+++ Page extract +++

I was part of a tender for a contract for one of the public transport organisations and we were told how much cash had to be given to what people in order to get the work. I suspect that was very much the exception but I don’t believe it would ever happen if we had been dealing directly with the civil or public service.

In my opinion the very worst abuses take place when so-called professionals (doctors, lawyers etc) are running organisations which are funded by the state (HSE etc) but the state carries out no oversight.

Complainer has rightly pointed out that school management are not public sector employees and so the accusation that nepotism etc in recruitment of school staff is an example on the public sector is incorrect and unfair.


----------



## dereko1969 (9 Jul 2010)

Purple if you're going to make claims against the public transport company's officials seeking bribes you should really inform the authorities about this.


----------



## Purple (9 Jul 2010)

dereko1969 said:


> Purple if you're going to make claims against the public transport company's officials seeking bribes you should really inform the authorities about this.



Probably but it was all verbal and to be honest I don't want the hassle


----------



## dereko1969 (9 Jul 2010)

And that's why things will never change.....

"All that is necessary for evil to triumph is for good men to do nothing."


----------



## Deiseblue (9 Jul 2010)

dereko1969 said:


> And that's why things will never change.....
> 
> "All that is necessary for evil to triumph is for good men to do nothing."



 + 1

I can however see Purples point , if you base your case on anecdotal info and limited first hand experience then you are unlikely to be taken seriously by anyone.


----------



## Purple (9 Jul 2010)

Deiseblue said:


> + 1
> 
> I can however see Purples point , if you base your case on anecdotal info and limited first hand experience then you are unlikely to be taken seriously by anyone.



Touché 

I agree; it's one thing having a discussion on an internet forum, after all it isn't a court of law, and we are here to give opinions and relate experiences that others may find interesting or learn from, but it's another making criminal accusations that you have to stand over in court.

+++ Dataset extract +++

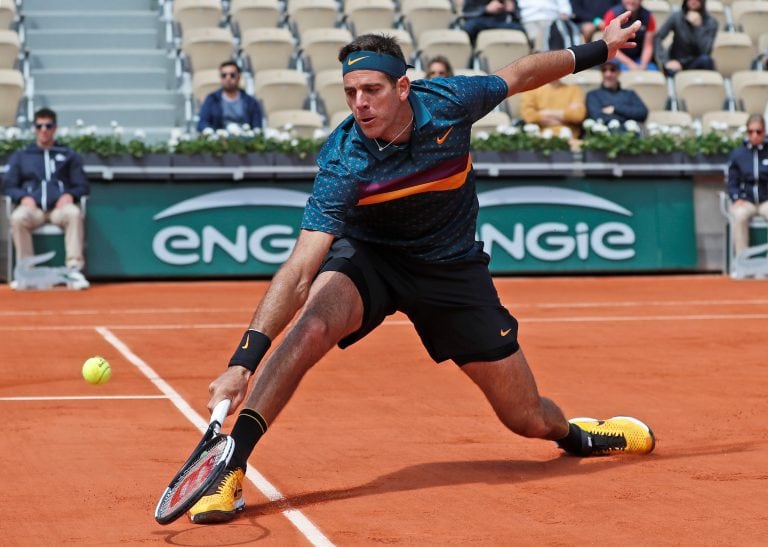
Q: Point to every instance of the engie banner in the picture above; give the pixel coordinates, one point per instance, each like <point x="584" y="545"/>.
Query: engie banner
<point x="142" y="229"/>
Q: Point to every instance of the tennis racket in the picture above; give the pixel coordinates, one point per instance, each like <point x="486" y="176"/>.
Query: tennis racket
<point x="202" y="468"/>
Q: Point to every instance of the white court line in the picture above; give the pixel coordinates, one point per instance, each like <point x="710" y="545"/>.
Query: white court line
<point x="397" y="322"/>
<point x="511" y="305"/>
<point x="296" y="517"/>
<point x="83" y="398"/>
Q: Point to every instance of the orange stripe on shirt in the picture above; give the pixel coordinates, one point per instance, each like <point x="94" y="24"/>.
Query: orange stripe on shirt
<point x="440" y="185"/>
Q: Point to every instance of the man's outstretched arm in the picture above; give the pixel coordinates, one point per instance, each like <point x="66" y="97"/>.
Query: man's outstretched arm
<point x="286" y="294"/>
<point x="538" y="69"/>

+++

▶ [Requirements]:
#1 Answer these questions from the forum thread about public sector corruption, one line each:
(a) Who is credited with pointing out that school management are not public sector employees?
(b) What two reasons does Purple give for not informing the authorities about the tender?
(c) What quotation does dereko1969 add in reply to Purple?
#2 Extend the forum thread about public sector corruption beyond its final post.
The records are separate material from the forum thread about public sector corruption.

▶ [Exercise answers]:
#1
(a) Complainer.
(b) It was all verbal, and Purple doesn't want the hassle.
(c) "All that is necessary for evil to triumph is for good men to do nothing."

#2
----------



## Deiseblue (9 Jul 2010)

Purple said:


> Touché
> 
> I agree; it's one thing having a discussion on an internet forum, after all it isn't a court of law, and we are here to give opinions and relate experiences that others may find interesting or learn from, but it's another making criminal accusations that you have to stand over in court.


 
Sorry Purple , couldn't resist.

You are of course quite right in that this site should be more about exchanging views and experiences rather than adopting an adversarial tone , something that I forget at times ! ( and will probably forget again )


----------



## Bigbird (9 Jul 2010)

I can only speak for teachers and the way they're recruited.  Sorry,  I presumed that they came under the public sector umbrella. One of my buddies works for social welfare office and said the recruitment process there is very above board and clear cut but she said that nursing and teaching was more about who you know than what you know.  I also have a cousin who works for the district court and she replied to a job advert and was recruited on merit. 

I am retracting the words "a lot" in that case.  Thanks for taking time out to read the post and spot the flaw.  It would annoy me intensely if I read someone making outrageous allegations without any substance whatsoever behind them!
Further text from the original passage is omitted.